Problem to work on - Starting at the line that contains "One pin per instance of the tent, set" and ending at the line that contains "<point>77,249</point>", write out those rows again, requests included. Shift every coordinate in the answer points up by 86, and leave the coordinates in the requests and their format samples unchanged.
□ □ □
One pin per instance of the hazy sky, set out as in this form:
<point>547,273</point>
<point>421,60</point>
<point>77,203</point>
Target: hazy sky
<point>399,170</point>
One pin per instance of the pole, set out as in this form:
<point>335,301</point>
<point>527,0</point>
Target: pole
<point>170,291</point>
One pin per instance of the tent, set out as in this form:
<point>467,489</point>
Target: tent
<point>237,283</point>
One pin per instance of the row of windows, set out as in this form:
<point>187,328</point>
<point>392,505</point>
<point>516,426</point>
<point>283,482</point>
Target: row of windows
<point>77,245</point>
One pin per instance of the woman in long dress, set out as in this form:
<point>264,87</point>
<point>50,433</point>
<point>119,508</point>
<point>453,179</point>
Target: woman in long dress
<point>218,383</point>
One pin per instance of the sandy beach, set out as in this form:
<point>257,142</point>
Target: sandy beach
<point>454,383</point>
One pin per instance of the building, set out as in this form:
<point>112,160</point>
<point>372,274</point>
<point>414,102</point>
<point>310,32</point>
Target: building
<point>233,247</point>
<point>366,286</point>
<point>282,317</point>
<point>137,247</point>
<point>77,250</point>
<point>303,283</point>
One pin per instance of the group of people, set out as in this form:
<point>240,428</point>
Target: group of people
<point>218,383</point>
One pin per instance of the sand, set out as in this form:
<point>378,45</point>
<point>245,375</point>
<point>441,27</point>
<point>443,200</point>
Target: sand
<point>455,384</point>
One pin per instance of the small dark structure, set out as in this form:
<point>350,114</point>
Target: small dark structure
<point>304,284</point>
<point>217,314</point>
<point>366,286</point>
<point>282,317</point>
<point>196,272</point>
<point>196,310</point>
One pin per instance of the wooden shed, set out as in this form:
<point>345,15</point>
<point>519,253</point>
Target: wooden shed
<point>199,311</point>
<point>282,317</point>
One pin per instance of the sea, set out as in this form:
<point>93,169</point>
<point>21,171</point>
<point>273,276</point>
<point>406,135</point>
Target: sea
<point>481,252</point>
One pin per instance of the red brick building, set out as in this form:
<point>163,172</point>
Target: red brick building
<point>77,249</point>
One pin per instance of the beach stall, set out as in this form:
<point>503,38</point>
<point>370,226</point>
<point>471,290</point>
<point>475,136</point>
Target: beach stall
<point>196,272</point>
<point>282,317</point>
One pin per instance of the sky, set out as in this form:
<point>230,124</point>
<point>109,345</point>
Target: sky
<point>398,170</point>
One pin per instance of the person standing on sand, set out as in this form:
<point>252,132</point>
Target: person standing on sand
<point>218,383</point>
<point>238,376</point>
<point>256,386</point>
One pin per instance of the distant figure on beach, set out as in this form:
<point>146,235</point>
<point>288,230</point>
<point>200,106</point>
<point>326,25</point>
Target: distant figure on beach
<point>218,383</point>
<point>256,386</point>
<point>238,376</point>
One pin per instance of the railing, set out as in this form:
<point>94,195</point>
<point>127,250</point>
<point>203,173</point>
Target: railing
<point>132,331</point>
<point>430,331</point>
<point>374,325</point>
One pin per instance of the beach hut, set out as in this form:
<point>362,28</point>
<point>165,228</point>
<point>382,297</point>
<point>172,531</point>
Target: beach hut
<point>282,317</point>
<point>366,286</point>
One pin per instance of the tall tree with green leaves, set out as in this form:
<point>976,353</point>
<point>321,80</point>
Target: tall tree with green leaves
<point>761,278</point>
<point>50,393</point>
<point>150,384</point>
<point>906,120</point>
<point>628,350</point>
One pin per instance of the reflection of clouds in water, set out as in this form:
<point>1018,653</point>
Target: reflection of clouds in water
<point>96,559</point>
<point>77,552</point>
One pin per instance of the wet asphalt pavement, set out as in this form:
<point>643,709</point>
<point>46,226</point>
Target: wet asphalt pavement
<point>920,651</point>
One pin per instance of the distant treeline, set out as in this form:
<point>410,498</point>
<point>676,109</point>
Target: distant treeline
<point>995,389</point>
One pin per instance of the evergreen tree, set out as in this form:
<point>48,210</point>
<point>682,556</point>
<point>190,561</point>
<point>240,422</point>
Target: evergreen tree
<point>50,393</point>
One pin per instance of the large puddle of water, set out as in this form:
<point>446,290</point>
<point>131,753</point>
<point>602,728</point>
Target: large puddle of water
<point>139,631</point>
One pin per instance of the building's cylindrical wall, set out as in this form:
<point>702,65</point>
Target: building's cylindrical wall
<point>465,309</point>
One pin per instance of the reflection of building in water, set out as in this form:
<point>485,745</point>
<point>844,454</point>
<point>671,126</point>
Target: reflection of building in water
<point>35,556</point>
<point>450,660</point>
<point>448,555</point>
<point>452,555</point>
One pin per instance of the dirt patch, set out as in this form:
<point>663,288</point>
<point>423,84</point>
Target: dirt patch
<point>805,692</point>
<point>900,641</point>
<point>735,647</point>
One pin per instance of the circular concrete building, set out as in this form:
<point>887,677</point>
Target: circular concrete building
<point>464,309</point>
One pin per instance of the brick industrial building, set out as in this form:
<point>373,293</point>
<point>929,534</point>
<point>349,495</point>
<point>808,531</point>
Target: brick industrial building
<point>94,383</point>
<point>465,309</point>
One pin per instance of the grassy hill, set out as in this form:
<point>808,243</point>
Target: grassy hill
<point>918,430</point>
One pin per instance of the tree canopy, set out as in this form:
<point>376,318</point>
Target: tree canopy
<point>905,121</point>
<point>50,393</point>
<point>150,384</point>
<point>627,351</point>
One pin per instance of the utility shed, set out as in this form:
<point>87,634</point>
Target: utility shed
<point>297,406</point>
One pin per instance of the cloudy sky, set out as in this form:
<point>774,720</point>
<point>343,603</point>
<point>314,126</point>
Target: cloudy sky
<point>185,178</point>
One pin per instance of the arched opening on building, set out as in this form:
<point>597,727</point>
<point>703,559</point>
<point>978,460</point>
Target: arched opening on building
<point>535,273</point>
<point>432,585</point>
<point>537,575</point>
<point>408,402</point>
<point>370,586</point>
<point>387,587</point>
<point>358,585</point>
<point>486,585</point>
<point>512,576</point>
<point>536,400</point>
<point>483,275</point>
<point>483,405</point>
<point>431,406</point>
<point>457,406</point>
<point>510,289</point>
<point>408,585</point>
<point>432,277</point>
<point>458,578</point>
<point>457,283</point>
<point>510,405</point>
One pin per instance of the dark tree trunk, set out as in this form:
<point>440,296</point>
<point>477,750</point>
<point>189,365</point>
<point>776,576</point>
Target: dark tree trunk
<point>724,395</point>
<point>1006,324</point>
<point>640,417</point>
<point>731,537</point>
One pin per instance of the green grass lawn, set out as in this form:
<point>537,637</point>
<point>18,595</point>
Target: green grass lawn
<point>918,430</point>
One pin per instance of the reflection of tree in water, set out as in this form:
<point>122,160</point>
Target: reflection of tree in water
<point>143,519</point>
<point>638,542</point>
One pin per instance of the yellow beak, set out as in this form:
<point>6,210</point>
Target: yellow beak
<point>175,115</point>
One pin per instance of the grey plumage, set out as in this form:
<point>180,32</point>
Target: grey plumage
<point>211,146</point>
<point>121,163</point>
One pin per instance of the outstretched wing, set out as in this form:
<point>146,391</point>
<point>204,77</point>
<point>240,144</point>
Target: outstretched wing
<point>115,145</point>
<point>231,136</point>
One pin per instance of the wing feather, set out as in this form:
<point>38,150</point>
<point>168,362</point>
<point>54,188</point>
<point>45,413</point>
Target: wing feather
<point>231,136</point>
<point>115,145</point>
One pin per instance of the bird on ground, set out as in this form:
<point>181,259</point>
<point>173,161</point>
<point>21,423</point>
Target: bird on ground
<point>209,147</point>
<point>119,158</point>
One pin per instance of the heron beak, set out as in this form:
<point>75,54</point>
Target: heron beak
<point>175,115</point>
□ □ □
Exercise response -
One pin per instance of the tent, set out as in this form:
<point>467,489</point>
Target: tent
<point>323,369</point>
One pin per instance of the row of windows, set out as in this form:
<point>187,328</point>
<point>392,505</point>
<point>516,426</point>
<point>283,482</point>
Target: row of windows
<point>163,331</point>
One pin per instance of the woman in long dress, set out as in this form:
<point>264,87</point>
<point>50,433</point>
<point>119,508</point>
<point>453,179</point>
Target: woman in long dress
<point>304,469</point>
One pin per instance of the sandy beach, set out as in this form:
<point>257,142</point>
Target: sandy beach
<point>540,469</point>
One pin per instance of the building, set out as in this form:
<point>112,160</point>
<point>372,274</point>
<point>414,102</point>
<point>310,32</point>
Target: building
<point>319,333</point>
<point>452,372</point>
<point>368,403</point>
<point>223,333</point>
<point>163,336</point>
<point>389,369</point>
One pin per instance of the group of people, set out as in this form:
<point>240,428</point>
Target: group of people
<point>304,469</point>
One pin per instance of the sand, set out as in this form:
<point>378,45</point>
<point>245,375</point>
<point>441,27</point>
<point>443,200</point>
Target: sand
<point>541,470</point>
One pin per instance of the small dark structure, set out as in this form:
<point>350,114</point>
Target: small dark structure
<point>390,370</point>
<point>303,400</point>
<point>452,372</point>
<point>368,403</point>
<point>282,358</point>
<point>282,396</point>
One pin per instance of the wooden shed, set out as in this form:
<point>345,15</point>
<point>519,253</point>
Target: wooden shed
<point>285,397</point>
<point>368,403</point>
One pin per instance of the sea, set out as in this form:
<point>93,169</point>
<point>21,171</point>
<point>273,276</point>
<point>406,135</point>
Target: sea
<point>567,338</point>
One pin per instance of the red brick building, set out as in this form:
<point>163,172</point>
Target: red brick building
<point>163,335</point>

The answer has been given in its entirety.